Material for this task =
»»

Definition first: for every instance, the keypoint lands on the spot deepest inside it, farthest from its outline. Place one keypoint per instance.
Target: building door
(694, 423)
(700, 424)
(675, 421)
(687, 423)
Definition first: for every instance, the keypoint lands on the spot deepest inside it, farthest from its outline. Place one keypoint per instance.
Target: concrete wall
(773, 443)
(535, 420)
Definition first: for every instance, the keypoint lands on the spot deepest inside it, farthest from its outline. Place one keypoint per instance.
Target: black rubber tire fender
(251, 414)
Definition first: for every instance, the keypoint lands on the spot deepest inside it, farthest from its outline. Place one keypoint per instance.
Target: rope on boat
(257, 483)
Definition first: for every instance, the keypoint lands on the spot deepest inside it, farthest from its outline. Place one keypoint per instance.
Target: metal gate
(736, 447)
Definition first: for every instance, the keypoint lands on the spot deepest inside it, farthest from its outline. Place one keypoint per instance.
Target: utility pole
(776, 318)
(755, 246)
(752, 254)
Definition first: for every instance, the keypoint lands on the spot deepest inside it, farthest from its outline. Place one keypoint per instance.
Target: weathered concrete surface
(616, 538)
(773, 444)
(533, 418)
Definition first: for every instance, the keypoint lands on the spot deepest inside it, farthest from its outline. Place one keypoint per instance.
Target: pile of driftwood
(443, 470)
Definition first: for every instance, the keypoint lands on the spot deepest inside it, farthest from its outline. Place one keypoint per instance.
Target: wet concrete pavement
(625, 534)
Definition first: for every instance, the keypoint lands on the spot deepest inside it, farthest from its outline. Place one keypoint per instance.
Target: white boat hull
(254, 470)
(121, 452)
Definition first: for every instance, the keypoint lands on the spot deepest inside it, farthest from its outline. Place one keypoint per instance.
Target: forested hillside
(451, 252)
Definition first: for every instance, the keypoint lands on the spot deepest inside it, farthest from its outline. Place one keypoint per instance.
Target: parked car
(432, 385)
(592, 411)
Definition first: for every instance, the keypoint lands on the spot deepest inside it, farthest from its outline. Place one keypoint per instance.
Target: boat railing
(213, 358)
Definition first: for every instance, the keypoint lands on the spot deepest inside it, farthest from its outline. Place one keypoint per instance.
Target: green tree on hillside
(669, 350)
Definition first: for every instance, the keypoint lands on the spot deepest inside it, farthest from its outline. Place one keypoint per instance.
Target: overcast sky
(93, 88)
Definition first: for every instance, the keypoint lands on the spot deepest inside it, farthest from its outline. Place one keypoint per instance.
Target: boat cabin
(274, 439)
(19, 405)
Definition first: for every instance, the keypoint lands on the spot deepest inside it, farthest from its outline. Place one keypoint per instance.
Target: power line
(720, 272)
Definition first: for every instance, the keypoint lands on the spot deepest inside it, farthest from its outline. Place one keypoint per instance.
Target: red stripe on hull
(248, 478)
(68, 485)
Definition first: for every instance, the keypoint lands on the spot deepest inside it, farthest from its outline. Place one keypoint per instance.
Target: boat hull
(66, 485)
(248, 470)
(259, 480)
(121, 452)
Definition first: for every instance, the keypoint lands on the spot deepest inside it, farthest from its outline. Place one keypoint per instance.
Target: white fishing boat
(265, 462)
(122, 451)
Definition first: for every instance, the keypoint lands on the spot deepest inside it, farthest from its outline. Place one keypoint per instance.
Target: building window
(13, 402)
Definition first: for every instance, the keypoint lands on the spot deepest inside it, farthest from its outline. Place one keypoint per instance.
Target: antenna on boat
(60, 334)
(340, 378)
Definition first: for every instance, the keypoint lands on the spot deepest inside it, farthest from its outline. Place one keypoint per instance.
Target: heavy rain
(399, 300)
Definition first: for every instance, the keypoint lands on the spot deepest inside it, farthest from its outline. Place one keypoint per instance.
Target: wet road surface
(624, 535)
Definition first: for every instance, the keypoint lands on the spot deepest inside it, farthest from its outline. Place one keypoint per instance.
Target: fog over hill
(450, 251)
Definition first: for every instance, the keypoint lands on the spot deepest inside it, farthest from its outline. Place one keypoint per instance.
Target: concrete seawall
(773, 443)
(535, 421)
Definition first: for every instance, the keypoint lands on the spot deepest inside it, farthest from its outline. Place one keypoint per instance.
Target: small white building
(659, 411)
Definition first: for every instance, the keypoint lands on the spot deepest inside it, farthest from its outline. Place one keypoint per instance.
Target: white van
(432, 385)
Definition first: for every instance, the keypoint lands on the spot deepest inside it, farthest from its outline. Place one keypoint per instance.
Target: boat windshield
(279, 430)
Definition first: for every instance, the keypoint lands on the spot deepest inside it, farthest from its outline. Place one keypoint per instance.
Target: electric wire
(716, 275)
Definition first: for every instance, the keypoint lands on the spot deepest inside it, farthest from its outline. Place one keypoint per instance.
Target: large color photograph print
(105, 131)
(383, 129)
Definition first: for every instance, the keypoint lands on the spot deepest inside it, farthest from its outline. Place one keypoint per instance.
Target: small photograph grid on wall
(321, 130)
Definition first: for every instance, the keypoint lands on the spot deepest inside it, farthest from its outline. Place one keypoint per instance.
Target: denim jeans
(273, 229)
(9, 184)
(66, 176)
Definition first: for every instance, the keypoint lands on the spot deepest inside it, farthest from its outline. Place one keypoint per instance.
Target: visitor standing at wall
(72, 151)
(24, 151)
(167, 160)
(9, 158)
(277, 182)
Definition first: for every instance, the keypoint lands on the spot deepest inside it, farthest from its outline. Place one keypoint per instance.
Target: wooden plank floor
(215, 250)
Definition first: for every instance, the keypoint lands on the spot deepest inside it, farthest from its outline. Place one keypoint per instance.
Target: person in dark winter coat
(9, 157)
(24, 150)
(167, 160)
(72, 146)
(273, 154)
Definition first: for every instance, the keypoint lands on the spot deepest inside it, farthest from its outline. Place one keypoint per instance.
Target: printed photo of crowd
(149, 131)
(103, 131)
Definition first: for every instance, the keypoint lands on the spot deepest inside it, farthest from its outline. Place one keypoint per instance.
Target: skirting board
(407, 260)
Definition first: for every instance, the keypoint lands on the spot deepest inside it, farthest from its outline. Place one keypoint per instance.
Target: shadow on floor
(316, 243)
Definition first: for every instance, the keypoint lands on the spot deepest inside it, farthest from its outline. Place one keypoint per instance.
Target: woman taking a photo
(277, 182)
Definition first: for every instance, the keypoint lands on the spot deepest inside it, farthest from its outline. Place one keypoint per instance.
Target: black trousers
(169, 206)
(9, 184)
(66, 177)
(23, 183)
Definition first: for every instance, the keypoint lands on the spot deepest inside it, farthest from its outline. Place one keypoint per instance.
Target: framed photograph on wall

««

Prompt =
Every entry above should be retyped exactly as shown.

Solution to the exercise =
Definition first: for every instance, the keypoint lands on the spot deepest inside it, farthest from its outline. Place one keypoint per instance.
Target: building door
(694, 423)
(700, 424)
(675, 421)
(687, 423)
Definition first: for every instance, the keypoint lands on the spot deepest inside it, farthest from its outline. Place one keypoint per instance.
Target: concrete wall
(773, 443)
(535, 420)
Definition first: for every instance, the keypoint lands on the spot deepest inside it, farthest from its outline. Place one keypoint per instance.
Target: black rubber tire fender
(251, 414)
Definition first: for every instance, the keypoint lands on the spot deepest inside it, farthest from its outline. Place one keypoint per instance.
Target: rope on boat
(257, 483)
Definition first: for every instance, the keypoint lands on the spot deepest inside it, farthest from its outline. Place one keypoint per instance.
Target: metal gate
(736, 447)
Definition first: for every instance, the keypoint lands on the spot deepest inside it, farthest from its outline. Place one keypoint per instance.
Target: utility pole
(776, 318)
(755, 246)
(752, 254)
Definition first: for every instance, the keypoint lands on the spot deepest inside it, farthest from its outline. Place one keypoint per instance.
Target: weathered concrete surface
(616, 538)
(773, 444)
(533, 418)
Definition first: for every instance, the keypoint lands on the spot deepest inside it, farthest from its outline. Place one keypoint per instance.
Target: pile of driftwood
(443, 470)
Definition first: for every instance, the keypoint lands on the spot deepest inside it, farthest from its outline. Place one keypoint per instance.
Target: wet concrete pavement
(625, 534)
Definition first: for every instance, the keypoint lands on the spot deepest inside it, farthest from its outline. Place one keypoint per instance.
Target: white boat hull
(254, 470)
(121, 452)
Definition first: for every instance, the keypoint lands on the spot deepest inside it, farthest from its outline. Place one keypoint per instance.
Target: forested hillside
(451, 252)
Definition first: for every instance, the keypoint lands on the spot deepest inside it, farthest from its outline. Place one keypoint per instance.
Target: parked car
(432, 385)
(592, 411)
Definition first: for every instance, the keypoint lands on the spot deepest inside it, farthest from its outline. Place one keypoint per instance.
Target: boat railing
(213, 358)
Definition first: for every instance, the keypoint lands on the spot deepest inside it, farthest from its outline. Place one keypoint per instance.
Target: green tree on hillside
(669, 350)
Definition first: for every instance, the keypoint lands on the spot deepest inside it, farthest from its outline. Place one keypoint per instance.
Target: overcast sky
(93, 88)
Definition first: for every instance, the keypoint lands on the spot deepest inside it, farthest from its outline. Place one keypoint per instance.
Target: boat cabin
(274, 439)
(19, 405)
Definition first: for every instance, the keypoint lands on the spot deepest inside it, farthest from its outline. Place one keypoint per instance.
Target: power line
(720, 272)
Definition first: for every instance, the keypoint lands on the spot deepest inside it, farthest from its outline. Place one keypoint per instance.
Target: red stripe on hull
(248, 478)
(68, 485)
Definition first: for every instance, the keypoint lands on the spot deepest inside it, farthest from its outline. Place one keypoint per instance.
Target: boat hull
(66, 485)
(248, 470)
(259, 480)
(121, 452)
Definition first: for every instance, the keypoint lands on the spot deepest inside it, farthest from its outline. Place one keypoint per instance.
Target: white fishing boat
(265, 462)
(122, 451)
Definition first: for every instance, the keypoint lands on the spot deepest inside it, farthest from its outline. Place one keypoint per instance.
Target: building window
(13, 402)
Definition first: for every instance, the keypoint lands on the spot deepest inside it, farthest from its outline. Place one keypoint per instance.
Target: antenna on boat
(60, 334)
(340, 378)
Definition first: for every instance, the keypoint lands on the spot deepest inside it, farthest from its outline. Place one keypoint per instance.
Target: heavy rain
(399, 300)
Definition first: for every instance, the keypoint lands on the spot deepest inside it, farthest from its outline. Place one keypoint per instance.
Target: wet road surface
(624, 535)
Definition first: for every instance, the keypoint lands on the spot deepest inside it, farthest from its outline. Place one keypoint per instance.
Target: fog over hill
(450, 251)
Definition first: for every instance, the keypoint lands on the spot deepest inside it, farthest from its outline. Place one keypoint per instance.
Target: concrete seawall
(773, 443)
(535, 421)
Definition first: for every instance, the keypoint lands on the spot deepest inside it, farthest from its outline. Place one keypoint per instance.
Target: small white building
(659, 411)
Definition first: for every instance, the keypoint lands on the spot deepest inside it, farthest from its outline. Place one keypoint per instance.
Target: white van
(432, 385)
Definition first: for every instance, the keypoint lands on the spot deepest inside it, farthest from its outline. Place one keypoint per instance.
Target: boat windshield
(279, 430)
Definition first: for every instance, the keypoint lands on the spot deepest inside it, farthest from its outline. Place one keypoint per instance.
Target: electric wire
(716, 275)
Definition first: for every instance, the keypoint lands on the spot deepest inside it, farthest from its outline. Place one keypoint per instance.
Target: large color photograph print
(105, 131)
(383, 129)
Definition first: for every instance, the keypoint lands on the spot deepest inside it, farthest from its outline. Place one keypoint per instance.
Target: small photograph grid on wall
(321, 130)
Definition first: for every instance, the keypoint lands on the spot deepest inside it, farthest from its outline. Place one keypoint per instance.
Target: denim jeans
(273, 229)
(9, 184)
(66, 176)
Definition first: for every instance, the keypoint lands on the spot deepest inside it, farthest from its outline. Place one keypoint per instance.
Target: visitor standing at wall
(72, 151)
(24, 151)
(167, 160)
(9, 158)
(277, 182)
Definition first: for every instance, the keypoint lands on the spot deepest inside it, farthest from its outline. Place one keypoint per instance.
Target: wooden plank floor
(215, 250)
Definition first: for every instance, the keypoint lands on the spot deepest inside it, farthest from its outline. Place one keypoint per instance.
Target: person in dark winter coat
(9, 157)
(24, 150)
(167, 160)
(72, 146)
(273, 154)
Definition first: for every instance, the keypoint lands on the spot deepest inside it, farthest from its outline. Place one keypoint per instance.
Target: printed photo of crowd
(149, 131)
(103, 131)
Definition first: for every instance, the keypoint lands on the spot deepest inside it, farthest from its outline. Place one keypoint per instance.
Target: skirting board
(407, 260)
Definition first: for every instance, the keypoint lands on the spot deepest inside it, farthest from its outline. Place one keypoint per instance.
Target: shadow on floor
(316, 243)
Definition first: for every instance, the keypoint lands on the spot deepest inside it, farthest from its outline. Place one keypoint per instance.
Target: woman taking a photo
(277, 182)
Definition first: for every instance, the keypoint lands on the spot deepest inside it, farthest from its outline. Place one keypoint per instance.
Target: black trousers
(169, 206)
(9, 184)
(66, 177)
(23, 183)
Definition first: for every instance, the keypoint lands on the spot deepest inside it, farthest from its outline. Place one keypoint per instance.
Target: framed photograph on wall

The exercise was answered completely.